▸ **Directions**:
In the listing below, how many lines contain "brown"? Answer with the number alone.

▸ **Exercise data**:
───
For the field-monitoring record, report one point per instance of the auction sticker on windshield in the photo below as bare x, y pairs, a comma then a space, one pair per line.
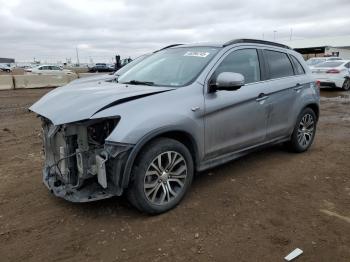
197, 54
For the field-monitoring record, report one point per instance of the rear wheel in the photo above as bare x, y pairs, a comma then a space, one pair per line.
304, 131
162, 174
346, 85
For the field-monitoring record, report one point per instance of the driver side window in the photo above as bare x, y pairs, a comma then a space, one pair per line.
243, 61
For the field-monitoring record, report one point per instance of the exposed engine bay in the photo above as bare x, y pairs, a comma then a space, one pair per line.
79, 165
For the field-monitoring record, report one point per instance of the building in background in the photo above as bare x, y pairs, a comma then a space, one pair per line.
323, 46
7, 60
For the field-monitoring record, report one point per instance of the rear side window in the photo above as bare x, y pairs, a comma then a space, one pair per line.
330, 64
279, 64
245, 62
299, 70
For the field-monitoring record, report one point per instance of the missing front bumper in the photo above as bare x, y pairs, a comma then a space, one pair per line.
105, 184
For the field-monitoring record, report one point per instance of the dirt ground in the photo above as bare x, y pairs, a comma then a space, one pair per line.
257, 208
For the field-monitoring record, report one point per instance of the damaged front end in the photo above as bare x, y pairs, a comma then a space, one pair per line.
80, 165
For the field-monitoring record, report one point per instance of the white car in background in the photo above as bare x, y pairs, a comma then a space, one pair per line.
50, 70
333, 74
312, 62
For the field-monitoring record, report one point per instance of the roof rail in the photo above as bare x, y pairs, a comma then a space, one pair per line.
254, 41
166, 47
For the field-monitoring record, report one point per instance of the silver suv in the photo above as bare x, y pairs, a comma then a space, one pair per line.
180, 110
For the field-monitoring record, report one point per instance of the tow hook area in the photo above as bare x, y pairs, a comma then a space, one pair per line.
101, 160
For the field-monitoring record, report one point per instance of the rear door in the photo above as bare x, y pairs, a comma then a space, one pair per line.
236, 120
285, 85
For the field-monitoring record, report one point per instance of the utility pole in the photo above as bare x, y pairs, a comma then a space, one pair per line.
274, 35
76, 49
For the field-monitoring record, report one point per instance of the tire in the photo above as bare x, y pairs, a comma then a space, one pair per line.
346, 85
158, 184
304, 131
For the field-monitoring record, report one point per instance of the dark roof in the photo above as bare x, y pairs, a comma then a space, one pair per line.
255, 41
231, 42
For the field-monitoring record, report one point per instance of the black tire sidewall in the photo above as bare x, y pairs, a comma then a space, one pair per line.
294, 144
346, 84
146, 156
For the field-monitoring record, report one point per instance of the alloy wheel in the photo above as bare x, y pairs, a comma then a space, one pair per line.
165, 177
306, 130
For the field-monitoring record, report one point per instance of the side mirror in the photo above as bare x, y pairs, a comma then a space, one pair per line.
227, 81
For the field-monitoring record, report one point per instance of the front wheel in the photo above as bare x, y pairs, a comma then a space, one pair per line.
162, 175
304, 131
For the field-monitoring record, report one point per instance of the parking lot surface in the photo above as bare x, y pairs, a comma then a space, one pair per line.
257, 208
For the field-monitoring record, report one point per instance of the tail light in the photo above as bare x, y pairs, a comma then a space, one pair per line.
333, 71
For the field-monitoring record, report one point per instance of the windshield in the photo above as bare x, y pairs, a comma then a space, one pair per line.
173, 67
330, 64
315, 61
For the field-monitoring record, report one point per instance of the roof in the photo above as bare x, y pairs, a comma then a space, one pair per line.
231, 42
334, 41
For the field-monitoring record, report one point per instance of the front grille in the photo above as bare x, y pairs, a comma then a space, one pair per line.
60, 154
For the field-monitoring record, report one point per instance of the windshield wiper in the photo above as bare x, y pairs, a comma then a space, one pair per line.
136, 82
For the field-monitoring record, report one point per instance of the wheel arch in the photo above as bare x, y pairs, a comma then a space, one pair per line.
180, 135
315, 107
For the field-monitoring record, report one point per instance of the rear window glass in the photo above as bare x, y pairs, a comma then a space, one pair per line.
279, 64
330, 64
299, 70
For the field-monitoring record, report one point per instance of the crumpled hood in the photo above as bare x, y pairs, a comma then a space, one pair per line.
94, 78
80, 101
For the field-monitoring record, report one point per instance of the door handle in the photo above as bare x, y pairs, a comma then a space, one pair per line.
298, 87
261, 97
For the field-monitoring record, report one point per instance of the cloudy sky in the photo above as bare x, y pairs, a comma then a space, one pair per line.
51, 30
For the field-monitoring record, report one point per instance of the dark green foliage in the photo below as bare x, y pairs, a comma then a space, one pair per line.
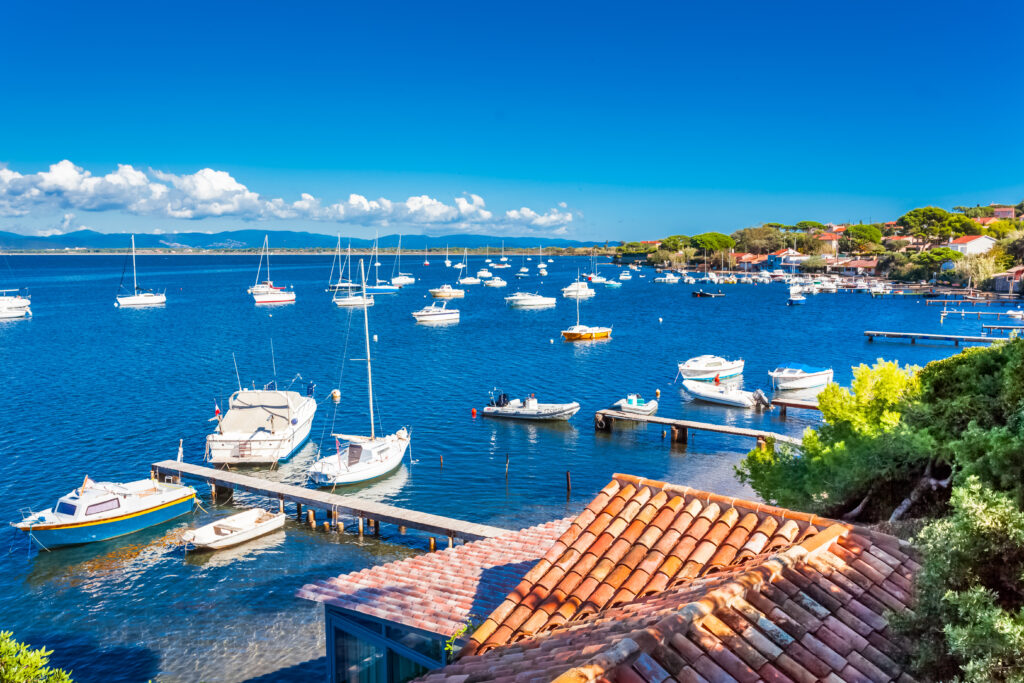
967, 623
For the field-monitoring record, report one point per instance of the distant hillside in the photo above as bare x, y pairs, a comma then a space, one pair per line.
279, 240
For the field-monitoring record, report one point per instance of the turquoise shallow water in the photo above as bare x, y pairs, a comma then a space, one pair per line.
94, 390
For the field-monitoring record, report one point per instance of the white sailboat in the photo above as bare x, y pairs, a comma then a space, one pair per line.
401, 279
265, 292
138, 296
363, 458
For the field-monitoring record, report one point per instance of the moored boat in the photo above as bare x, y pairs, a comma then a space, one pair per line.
709, 368
102, 510
235, 529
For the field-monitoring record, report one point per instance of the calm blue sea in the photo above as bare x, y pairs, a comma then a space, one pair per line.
91, 389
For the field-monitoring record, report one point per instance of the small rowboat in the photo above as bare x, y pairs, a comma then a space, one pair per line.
235, 529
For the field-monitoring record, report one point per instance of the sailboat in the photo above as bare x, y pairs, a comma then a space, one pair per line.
265, 292
138, 296
344, 281
353, 300
381, 286
363, 458
585, 333
401, 279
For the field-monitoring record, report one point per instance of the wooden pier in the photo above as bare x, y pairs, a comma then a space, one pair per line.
783, 403
334, 505
603, 421
914, 336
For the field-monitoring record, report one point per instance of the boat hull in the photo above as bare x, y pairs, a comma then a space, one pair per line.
76, 534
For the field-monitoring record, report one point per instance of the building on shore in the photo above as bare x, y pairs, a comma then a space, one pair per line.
652, 582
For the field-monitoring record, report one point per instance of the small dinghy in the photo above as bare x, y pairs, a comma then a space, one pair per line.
726, 394
235, 529
502, 407
634, 402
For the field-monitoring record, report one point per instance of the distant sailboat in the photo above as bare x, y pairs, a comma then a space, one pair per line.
138, 296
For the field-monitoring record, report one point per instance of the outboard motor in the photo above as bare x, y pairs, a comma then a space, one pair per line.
761, 400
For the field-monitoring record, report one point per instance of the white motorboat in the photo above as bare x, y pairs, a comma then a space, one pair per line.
799, 376
102, 510
266, 292
235, 529
710, 368
261, 426
401, 279
446, 292
344, 281
526, 300
352, 299
363, 458
502, 407
578, 290
435, 313
138, 296
13, 304
635, 403
726, 394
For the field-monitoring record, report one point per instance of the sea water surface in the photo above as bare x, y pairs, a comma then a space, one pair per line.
92, 389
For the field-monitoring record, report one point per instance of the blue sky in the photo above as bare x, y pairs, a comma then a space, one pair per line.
603, 121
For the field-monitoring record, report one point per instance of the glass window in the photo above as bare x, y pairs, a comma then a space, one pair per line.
357, 660
401, 670
95, 509
432, 647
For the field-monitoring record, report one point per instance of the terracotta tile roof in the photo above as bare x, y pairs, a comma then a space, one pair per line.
655, 582
438, 592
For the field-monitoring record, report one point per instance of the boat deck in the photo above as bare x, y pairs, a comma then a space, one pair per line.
333, 504
603, 421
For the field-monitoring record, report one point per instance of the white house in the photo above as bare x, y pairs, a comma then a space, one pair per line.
972, 244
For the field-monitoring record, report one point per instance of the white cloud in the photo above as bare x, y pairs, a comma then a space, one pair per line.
209, 193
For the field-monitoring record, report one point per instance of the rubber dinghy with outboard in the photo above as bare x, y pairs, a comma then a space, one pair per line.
726, 394
502, 407
235, 529
799, 376
102, 510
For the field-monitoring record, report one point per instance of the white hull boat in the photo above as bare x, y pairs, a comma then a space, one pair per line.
635, 403
798, 376
435, 313
235, 529
723, 394
708, 368
529, 409
261, 426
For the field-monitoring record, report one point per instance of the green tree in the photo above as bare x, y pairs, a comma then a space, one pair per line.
967, 623
20, 664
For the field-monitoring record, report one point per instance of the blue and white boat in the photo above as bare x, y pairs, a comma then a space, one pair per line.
102, 510
799, 376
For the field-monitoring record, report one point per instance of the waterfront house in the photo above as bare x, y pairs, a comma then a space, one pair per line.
972, 244
650, 582
1009, 282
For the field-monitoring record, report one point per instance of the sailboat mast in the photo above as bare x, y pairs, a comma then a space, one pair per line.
366, 329
134, 275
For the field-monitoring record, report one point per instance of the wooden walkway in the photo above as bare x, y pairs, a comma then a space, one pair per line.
603, 421
333, 504
914, 336
783, 403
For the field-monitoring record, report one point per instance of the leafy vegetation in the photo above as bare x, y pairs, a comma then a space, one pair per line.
20, 664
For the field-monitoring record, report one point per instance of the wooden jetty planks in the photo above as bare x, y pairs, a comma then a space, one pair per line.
914, 336
332, 503
604, 419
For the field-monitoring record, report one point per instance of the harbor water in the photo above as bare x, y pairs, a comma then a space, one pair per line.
95, 390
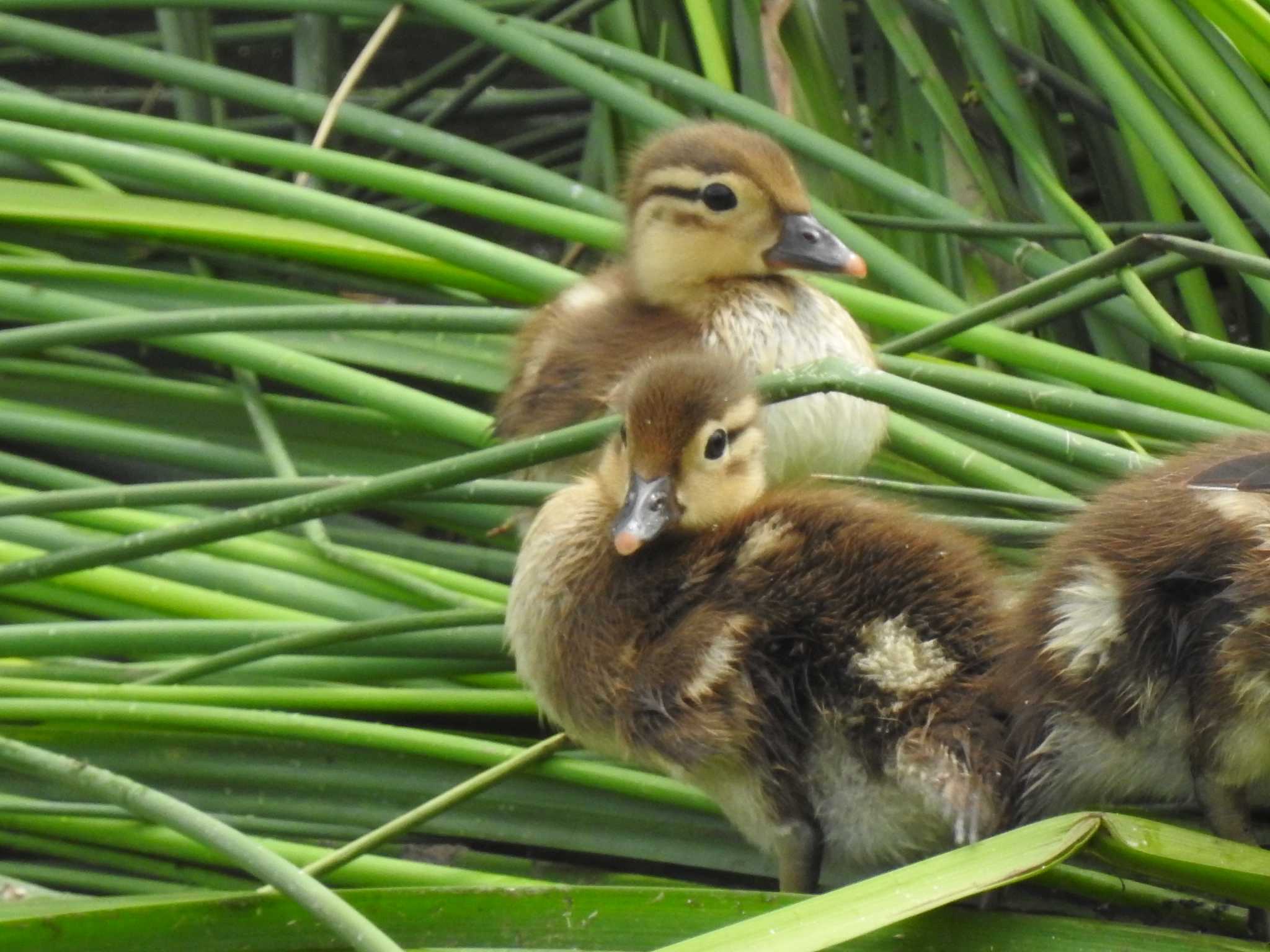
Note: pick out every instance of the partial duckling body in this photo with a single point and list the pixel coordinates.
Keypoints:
(717, 215)
(807, 658)
(1140, 662)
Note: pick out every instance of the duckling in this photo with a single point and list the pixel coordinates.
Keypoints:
(808, 658)
(1139, 664)
(717, 215)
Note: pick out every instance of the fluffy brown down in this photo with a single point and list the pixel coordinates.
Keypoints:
(806, 631)
(1186, 578)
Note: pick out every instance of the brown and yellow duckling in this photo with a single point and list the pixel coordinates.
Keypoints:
(809, 658)
(1139, 666)
(717, 216)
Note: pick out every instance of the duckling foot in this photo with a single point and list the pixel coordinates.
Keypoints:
(799, 851)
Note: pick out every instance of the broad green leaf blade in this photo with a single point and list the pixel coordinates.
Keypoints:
(1194, 860)
(879, 902)
(579, 918)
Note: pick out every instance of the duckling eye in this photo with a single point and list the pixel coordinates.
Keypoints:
(717, 443)
(718, 197)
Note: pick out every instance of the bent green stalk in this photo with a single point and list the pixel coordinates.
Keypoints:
(360, 932)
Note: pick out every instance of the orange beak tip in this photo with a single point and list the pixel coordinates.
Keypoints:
(626, 542)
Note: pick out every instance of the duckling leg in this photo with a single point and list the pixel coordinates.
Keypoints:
(1227, 811)
(799, 851)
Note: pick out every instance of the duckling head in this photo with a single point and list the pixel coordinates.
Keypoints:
(713, 202)
(690, 452)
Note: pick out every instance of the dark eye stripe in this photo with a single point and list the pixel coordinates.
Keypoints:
(689, 195)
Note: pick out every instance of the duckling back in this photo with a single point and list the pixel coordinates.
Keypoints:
(810, 659)
(1140, 662)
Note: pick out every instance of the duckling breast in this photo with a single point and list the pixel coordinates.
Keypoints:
(779, 324)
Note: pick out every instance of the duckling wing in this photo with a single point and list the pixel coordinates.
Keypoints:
(689, 697)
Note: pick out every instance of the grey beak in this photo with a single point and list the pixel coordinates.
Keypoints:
(648, 509)
(1244, 474)
(807, 244)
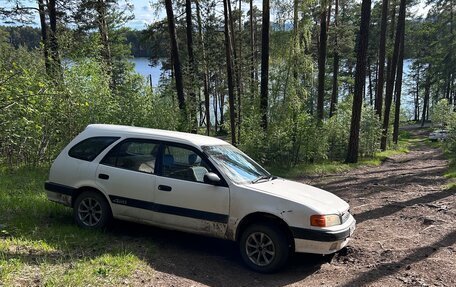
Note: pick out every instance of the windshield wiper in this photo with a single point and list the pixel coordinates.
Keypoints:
(268, 177)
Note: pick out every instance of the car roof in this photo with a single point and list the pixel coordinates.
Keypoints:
(130, 131)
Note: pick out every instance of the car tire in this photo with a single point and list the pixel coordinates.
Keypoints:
(264, 247)
(91, 210)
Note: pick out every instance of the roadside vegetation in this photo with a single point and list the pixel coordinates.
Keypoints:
(41, 246)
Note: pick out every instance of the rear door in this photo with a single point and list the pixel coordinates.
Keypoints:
(127, 175)
(182, 199)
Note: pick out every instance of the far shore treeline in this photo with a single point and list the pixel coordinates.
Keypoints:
(289, 82)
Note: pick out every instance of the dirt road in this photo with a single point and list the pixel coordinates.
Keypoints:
(406, 235)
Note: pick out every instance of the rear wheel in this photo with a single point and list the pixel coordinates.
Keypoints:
(91, 210)
(264, 247)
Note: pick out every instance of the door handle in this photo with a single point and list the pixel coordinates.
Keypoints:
(103, 176)
(164, 188)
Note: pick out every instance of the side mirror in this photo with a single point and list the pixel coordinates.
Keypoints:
(211, 178)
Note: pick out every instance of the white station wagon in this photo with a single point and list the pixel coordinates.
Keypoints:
(196, 184)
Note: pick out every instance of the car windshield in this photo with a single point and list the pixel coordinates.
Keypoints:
(236, 165)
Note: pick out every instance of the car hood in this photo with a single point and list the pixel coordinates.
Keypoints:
(312, 197)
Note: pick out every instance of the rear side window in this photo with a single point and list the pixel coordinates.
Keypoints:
(133, 154)
(90, 148)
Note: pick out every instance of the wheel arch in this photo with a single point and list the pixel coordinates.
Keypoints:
(266, 218)
(77, 192)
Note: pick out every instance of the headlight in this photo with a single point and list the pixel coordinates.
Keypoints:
(325, 220)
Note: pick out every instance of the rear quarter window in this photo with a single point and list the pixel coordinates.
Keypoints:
(90, 148)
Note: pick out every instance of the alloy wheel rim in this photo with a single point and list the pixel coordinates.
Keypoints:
(260, 248)
(89, 211)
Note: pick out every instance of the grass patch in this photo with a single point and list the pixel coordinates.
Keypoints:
(330, 167)
(41, 245)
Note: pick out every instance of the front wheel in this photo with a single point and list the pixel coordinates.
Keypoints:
(264, 248)
(91, 210)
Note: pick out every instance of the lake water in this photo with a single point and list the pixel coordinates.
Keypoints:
(142, 66)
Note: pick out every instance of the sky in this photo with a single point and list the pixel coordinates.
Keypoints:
(149, 11)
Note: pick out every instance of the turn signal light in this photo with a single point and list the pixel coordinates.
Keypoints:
(325, 220)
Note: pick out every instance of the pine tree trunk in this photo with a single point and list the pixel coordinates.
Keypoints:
(264, 66)
(104, 34)
(253, 85)
(239, 73)
(53, 42)
(369, 75)
(392, 76)
(322, 63)
(335, 84)
(417, 97)
(398, 88)
(360, 79)
(175, 58)
(44, 36)
(205, 70)
(230, 70)
(427, 92)
(191, 61)
(381, 59)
───
▸ **Solution to this task**:
2